> [Exercise text]
Wireless connectivity protocols for embedded systems

Technology News |
By eeNews Europe

Driven by our insatiable need for information and the desire for finer control over every resource of value, it seems everything is becoming connected, and much of it is being done wirelessly. Fortunately today, adding wireless connectivity has never been easier.

In this article I’ll introduce wireless terminology and basic design considerations, explain popular connectivity options such as Wi-Fi, Bluetooth, ZigBee and others, and examine hardware and software trade-offs, including design strategies, for easily and quickly incorporating wireless connectivity into an embedded design.

Wireless considerations

The first, and sometimes most difficult, decision to make when incorporating wireless is selecting which protocol to use. The protocol selection can have implications of interoperability (or not) with other products, which could even be supplied by a competitor.

On the other hand, a proprietary protocol could restrict access to a product-set under your control if you can forego the wider market for interoperable products. Additionally, some proprietary protocols can provide a solution tuned to specific performance parameters like simplicity, network resiliency or security.

Figure: Different networks have different priorities.

Which frequency bands to use is often determined by market requirements, especially with the larger industry alliances like Wi-Fi. But the choice of frequency bands can be a trade-off with propagation range; wherin doubling the frequency halves the range. It can also be a trade-off with power consumption and over-the-air data rate.

> [Parts of the exercise]
A – Repeat the part of the article on wireless connectivity protocols starting at "The first, and" and ending at "have different priorities.".
B – List every wireless connectivity option that the article on wireless connectivity protocols names.
The rows have no connection to the article on wireless connectivity protocols.

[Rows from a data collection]
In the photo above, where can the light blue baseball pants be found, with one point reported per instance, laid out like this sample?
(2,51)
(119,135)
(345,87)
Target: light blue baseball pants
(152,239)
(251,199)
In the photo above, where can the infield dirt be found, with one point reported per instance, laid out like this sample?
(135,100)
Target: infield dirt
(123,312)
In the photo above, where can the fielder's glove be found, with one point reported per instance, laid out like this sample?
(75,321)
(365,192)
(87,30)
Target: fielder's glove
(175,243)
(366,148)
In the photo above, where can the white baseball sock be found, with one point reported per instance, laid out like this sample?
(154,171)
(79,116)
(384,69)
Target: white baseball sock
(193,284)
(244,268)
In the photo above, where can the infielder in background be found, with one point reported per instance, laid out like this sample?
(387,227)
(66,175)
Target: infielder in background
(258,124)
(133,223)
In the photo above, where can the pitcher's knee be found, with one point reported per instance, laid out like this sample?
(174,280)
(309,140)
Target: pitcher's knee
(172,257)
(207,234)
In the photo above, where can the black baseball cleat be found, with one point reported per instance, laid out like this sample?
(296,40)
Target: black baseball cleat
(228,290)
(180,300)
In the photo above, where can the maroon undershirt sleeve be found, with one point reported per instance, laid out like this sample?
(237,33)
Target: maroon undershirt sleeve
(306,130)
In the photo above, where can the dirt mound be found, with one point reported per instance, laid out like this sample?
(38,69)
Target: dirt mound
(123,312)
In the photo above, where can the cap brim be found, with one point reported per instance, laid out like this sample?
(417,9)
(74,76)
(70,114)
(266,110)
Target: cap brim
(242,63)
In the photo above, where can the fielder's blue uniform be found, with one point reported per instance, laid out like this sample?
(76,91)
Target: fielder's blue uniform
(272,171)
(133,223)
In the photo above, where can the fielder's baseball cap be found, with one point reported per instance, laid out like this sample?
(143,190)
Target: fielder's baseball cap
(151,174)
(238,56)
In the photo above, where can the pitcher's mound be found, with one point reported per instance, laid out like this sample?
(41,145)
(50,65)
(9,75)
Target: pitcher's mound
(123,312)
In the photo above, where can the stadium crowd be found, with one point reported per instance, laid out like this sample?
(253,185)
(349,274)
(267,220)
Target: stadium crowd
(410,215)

> [Results in order]
A –
The first, and sometimes most difficult, decision to make when incorporating wireless is selecting which protocol to use. The protocol selection can have implications of interoperability (or not) with other products, which could even be supplied by a competitor.

On the other hand, a proprietary protocol could restrict access to a product-set under your control if you can forego the wider market for interoperable products. Additionally, some proprietary protocols can provide a solution tuned to specific performance parameters like simplicity, network resiliency or security.

Figure: Different networks have different priorities.

B – Wi-Fi, Bluetooth, ZigBee